→ **Your task**:
Go to the line holding "Target: sky" in the entries below and write out exactly every line down to and including the line holding "shown by (591,119).".

→ **Listed records**:
------------------------------
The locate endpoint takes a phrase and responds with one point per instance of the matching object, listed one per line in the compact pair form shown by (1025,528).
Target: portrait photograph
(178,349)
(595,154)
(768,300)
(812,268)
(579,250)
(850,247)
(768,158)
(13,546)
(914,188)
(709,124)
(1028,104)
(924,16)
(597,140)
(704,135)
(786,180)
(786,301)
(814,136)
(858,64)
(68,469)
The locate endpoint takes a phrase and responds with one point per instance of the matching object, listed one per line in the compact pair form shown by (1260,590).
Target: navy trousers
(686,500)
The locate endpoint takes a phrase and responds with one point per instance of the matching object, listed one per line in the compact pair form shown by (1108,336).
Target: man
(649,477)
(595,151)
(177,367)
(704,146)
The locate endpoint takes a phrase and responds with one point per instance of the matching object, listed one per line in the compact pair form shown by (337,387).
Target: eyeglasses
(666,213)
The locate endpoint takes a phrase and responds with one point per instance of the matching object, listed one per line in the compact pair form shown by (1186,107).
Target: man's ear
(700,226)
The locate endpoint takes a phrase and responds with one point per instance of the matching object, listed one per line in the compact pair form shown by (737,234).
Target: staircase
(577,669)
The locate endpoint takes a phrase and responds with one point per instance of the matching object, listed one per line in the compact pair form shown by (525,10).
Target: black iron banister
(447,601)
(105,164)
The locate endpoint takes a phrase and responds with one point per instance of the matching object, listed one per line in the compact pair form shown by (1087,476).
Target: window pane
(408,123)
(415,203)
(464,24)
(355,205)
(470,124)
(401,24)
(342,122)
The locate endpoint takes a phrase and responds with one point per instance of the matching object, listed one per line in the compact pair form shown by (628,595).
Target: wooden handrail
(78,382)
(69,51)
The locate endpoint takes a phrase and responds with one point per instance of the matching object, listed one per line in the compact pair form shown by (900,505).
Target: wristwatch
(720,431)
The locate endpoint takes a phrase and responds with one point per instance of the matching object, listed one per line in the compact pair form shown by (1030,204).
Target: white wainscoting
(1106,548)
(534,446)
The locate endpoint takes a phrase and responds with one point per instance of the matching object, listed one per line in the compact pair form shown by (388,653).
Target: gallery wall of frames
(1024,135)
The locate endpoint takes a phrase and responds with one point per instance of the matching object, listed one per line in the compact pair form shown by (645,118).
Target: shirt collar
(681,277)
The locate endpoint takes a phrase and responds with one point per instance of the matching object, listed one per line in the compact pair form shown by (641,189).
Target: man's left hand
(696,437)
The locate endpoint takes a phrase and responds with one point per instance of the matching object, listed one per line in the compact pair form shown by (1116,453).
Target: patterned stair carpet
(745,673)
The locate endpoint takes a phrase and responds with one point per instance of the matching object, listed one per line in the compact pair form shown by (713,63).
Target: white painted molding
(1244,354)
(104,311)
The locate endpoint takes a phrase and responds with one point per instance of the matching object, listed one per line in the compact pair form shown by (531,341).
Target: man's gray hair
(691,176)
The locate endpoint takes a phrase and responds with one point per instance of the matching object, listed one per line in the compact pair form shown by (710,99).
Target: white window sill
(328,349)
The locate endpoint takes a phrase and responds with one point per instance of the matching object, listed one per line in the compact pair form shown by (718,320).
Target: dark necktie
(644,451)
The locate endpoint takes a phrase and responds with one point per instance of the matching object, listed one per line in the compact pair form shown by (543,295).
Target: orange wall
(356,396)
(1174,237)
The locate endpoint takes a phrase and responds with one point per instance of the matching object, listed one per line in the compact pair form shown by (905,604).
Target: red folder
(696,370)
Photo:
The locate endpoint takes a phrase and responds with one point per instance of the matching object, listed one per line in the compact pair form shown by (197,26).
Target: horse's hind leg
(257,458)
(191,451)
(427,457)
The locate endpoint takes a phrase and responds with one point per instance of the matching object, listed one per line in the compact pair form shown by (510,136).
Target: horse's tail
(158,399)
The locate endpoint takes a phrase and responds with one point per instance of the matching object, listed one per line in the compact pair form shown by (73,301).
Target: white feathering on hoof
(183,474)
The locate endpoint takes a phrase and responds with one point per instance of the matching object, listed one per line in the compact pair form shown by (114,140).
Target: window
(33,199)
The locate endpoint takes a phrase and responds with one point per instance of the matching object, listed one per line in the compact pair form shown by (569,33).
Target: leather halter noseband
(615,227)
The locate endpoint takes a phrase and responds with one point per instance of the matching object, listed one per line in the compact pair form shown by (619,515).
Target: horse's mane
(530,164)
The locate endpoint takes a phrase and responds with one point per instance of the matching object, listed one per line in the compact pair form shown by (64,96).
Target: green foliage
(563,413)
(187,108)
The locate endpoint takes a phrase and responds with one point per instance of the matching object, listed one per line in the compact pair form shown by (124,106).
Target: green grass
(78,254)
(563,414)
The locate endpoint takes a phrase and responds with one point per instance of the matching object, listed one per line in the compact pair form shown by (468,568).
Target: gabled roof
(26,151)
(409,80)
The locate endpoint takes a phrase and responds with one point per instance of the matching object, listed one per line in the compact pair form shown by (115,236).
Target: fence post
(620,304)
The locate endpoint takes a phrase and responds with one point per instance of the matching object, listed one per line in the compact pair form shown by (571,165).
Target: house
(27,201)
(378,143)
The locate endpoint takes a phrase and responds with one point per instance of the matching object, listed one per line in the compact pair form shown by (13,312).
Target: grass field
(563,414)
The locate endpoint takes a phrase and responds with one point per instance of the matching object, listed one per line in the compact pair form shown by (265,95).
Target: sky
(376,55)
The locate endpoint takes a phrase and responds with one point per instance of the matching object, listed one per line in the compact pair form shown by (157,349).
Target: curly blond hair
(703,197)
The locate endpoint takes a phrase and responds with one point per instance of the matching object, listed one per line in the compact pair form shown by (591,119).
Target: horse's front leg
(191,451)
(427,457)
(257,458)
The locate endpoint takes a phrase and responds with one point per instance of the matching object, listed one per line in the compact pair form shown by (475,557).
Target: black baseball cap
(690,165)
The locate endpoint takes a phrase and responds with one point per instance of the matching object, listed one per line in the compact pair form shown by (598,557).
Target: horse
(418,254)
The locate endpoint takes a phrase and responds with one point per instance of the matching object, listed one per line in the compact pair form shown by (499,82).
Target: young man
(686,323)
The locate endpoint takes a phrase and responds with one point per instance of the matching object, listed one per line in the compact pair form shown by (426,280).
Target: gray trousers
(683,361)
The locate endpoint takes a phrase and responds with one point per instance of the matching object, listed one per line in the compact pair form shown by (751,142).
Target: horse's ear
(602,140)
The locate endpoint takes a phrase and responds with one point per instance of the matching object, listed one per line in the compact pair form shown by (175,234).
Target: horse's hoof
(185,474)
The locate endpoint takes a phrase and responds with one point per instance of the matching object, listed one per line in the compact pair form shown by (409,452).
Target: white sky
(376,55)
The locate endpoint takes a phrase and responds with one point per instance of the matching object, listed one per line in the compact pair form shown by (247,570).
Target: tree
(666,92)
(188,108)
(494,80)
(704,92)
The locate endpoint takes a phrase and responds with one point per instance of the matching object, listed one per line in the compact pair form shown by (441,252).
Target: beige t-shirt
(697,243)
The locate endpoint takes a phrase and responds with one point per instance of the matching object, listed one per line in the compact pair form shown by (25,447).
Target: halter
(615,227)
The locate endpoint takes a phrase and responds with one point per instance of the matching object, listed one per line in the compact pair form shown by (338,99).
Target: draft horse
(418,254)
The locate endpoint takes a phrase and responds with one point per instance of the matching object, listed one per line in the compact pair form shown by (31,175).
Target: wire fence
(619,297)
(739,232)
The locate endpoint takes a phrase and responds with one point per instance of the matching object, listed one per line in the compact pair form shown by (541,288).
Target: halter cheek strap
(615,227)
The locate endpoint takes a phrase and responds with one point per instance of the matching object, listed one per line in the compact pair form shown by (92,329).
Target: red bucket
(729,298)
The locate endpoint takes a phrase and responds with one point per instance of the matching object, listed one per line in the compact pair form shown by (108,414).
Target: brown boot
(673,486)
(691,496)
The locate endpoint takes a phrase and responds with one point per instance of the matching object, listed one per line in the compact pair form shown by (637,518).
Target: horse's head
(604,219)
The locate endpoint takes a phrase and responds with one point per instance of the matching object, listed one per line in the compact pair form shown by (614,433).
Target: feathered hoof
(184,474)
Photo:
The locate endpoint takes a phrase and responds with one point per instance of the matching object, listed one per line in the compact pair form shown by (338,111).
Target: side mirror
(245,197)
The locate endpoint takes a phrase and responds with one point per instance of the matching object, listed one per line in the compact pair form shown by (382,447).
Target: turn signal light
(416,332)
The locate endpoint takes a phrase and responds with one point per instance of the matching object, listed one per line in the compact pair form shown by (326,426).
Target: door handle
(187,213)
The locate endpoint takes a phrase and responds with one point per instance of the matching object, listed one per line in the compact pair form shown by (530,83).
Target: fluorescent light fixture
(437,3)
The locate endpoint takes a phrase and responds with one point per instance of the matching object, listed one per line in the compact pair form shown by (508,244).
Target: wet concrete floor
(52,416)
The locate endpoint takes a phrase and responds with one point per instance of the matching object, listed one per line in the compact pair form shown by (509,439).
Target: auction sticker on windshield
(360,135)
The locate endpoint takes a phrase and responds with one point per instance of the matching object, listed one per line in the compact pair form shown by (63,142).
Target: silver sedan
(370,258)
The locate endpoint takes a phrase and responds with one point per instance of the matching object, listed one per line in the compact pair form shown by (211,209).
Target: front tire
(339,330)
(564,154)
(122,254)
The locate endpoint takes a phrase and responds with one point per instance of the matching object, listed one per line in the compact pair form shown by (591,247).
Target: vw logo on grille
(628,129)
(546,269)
------------------------------
→ **Written answer**:
Target: sky
(376,55)
The locate endpoint takes a phrase and responds with one point per instance of the matching object, listed one per line in the compact pair form shown by (157,349).
Target: curly blond hair
(703,197)
The locate endpoint takes a phrase and responds with one point per instance of the matching object, listed one per line in the compact pair form shown by (591,119).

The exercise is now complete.